╭──

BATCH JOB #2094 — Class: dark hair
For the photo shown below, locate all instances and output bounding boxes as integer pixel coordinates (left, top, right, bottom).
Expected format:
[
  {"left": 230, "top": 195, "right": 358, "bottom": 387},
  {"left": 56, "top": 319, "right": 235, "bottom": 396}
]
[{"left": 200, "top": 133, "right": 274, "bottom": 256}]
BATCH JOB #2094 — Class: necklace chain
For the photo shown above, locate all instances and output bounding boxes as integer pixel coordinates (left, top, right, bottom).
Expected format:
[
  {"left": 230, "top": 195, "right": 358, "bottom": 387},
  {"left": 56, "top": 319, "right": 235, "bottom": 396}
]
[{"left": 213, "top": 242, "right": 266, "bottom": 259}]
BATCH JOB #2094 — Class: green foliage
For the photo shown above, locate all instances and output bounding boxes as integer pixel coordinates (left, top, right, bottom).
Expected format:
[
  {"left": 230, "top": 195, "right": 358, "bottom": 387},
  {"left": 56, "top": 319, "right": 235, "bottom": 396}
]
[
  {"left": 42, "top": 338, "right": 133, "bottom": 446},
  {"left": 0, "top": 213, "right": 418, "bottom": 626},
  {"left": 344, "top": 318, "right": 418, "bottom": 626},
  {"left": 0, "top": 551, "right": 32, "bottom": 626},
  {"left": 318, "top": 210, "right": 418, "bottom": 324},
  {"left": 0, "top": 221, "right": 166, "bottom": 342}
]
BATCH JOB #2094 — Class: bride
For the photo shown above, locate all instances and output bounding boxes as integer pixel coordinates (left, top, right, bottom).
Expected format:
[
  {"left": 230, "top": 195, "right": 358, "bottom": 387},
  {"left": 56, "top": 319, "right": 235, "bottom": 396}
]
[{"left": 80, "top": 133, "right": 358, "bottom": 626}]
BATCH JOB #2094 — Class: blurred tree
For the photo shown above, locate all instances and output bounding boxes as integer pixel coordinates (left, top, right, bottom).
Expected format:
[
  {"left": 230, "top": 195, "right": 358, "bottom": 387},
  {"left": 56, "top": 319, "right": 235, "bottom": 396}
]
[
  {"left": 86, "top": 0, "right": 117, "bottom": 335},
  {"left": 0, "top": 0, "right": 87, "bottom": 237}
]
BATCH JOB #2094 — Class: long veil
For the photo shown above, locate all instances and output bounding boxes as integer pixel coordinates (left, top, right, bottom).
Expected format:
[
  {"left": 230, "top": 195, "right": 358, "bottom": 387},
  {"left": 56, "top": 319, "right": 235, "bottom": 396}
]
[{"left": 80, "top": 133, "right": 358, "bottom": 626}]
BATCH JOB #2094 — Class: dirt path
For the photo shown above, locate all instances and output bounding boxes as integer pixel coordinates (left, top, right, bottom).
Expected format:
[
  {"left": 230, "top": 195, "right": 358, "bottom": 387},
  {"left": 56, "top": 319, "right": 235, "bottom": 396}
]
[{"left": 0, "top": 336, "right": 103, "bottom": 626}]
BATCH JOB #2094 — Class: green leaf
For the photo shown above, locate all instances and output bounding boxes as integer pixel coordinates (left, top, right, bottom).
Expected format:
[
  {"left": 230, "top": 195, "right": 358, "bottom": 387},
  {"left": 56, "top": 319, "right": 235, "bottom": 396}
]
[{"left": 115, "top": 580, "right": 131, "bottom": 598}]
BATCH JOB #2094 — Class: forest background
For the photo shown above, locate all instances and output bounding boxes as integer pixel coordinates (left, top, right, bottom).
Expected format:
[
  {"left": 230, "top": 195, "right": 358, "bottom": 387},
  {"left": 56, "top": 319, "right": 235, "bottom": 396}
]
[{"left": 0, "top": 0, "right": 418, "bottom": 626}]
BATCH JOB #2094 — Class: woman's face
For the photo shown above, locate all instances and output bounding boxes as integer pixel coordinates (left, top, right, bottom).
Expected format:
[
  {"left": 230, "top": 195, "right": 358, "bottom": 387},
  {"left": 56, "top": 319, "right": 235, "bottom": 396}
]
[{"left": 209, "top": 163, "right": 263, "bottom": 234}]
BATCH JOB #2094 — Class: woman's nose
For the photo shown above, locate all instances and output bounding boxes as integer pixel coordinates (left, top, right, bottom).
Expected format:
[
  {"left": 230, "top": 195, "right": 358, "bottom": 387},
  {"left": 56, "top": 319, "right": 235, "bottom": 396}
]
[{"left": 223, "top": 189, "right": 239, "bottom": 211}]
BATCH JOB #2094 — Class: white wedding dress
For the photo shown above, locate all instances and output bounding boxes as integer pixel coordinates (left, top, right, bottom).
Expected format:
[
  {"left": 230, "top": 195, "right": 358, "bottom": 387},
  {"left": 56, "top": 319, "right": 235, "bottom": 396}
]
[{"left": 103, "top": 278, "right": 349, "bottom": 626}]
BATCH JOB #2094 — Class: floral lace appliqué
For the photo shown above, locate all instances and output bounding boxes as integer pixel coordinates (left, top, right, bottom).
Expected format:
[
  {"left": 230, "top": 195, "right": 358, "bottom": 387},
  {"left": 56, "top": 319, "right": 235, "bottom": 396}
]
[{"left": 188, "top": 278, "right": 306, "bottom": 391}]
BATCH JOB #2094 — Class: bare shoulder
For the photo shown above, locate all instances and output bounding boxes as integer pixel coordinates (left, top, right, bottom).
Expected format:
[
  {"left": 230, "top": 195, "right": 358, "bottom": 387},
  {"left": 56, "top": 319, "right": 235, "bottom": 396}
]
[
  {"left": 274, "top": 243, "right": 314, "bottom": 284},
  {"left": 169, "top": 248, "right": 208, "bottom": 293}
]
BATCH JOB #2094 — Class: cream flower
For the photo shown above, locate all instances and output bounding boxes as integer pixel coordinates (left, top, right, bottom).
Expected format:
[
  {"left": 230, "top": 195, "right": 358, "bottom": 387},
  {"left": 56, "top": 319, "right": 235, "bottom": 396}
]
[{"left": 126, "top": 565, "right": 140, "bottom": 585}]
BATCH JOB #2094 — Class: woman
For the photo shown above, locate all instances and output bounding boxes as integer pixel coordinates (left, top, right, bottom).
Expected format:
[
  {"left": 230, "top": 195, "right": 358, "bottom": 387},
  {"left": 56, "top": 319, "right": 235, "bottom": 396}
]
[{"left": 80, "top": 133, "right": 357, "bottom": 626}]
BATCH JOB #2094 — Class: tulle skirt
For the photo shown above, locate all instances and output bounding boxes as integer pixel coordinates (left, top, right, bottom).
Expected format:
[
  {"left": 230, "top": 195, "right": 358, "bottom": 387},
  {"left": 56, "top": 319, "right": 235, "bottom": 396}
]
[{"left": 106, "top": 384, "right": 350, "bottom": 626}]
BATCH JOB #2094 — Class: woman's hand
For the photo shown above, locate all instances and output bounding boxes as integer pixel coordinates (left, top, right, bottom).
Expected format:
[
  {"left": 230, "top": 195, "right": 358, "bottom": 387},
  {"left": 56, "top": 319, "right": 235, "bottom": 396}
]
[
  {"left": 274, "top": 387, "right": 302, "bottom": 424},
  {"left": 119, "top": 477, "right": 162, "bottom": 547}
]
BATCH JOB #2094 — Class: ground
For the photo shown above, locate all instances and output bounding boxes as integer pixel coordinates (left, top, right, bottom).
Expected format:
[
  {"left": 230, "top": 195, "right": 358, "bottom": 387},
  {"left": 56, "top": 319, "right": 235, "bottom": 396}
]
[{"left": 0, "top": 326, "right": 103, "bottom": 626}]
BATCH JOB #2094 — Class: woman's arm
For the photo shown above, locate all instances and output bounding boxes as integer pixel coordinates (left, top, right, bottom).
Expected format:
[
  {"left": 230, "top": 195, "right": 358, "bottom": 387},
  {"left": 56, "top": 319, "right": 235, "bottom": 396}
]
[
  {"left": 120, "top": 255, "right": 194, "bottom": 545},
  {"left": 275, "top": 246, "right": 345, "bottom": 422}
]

╰──

* INSTRUCTIONS FOR THE TASK *
Find every line in the entries above that contains the word "green", and copy each one.

* REPLY TO THE EXERCISE *
BATCH JOB #2094 — Class: green foliage
BATCH JOB #2094 — Class: green leaf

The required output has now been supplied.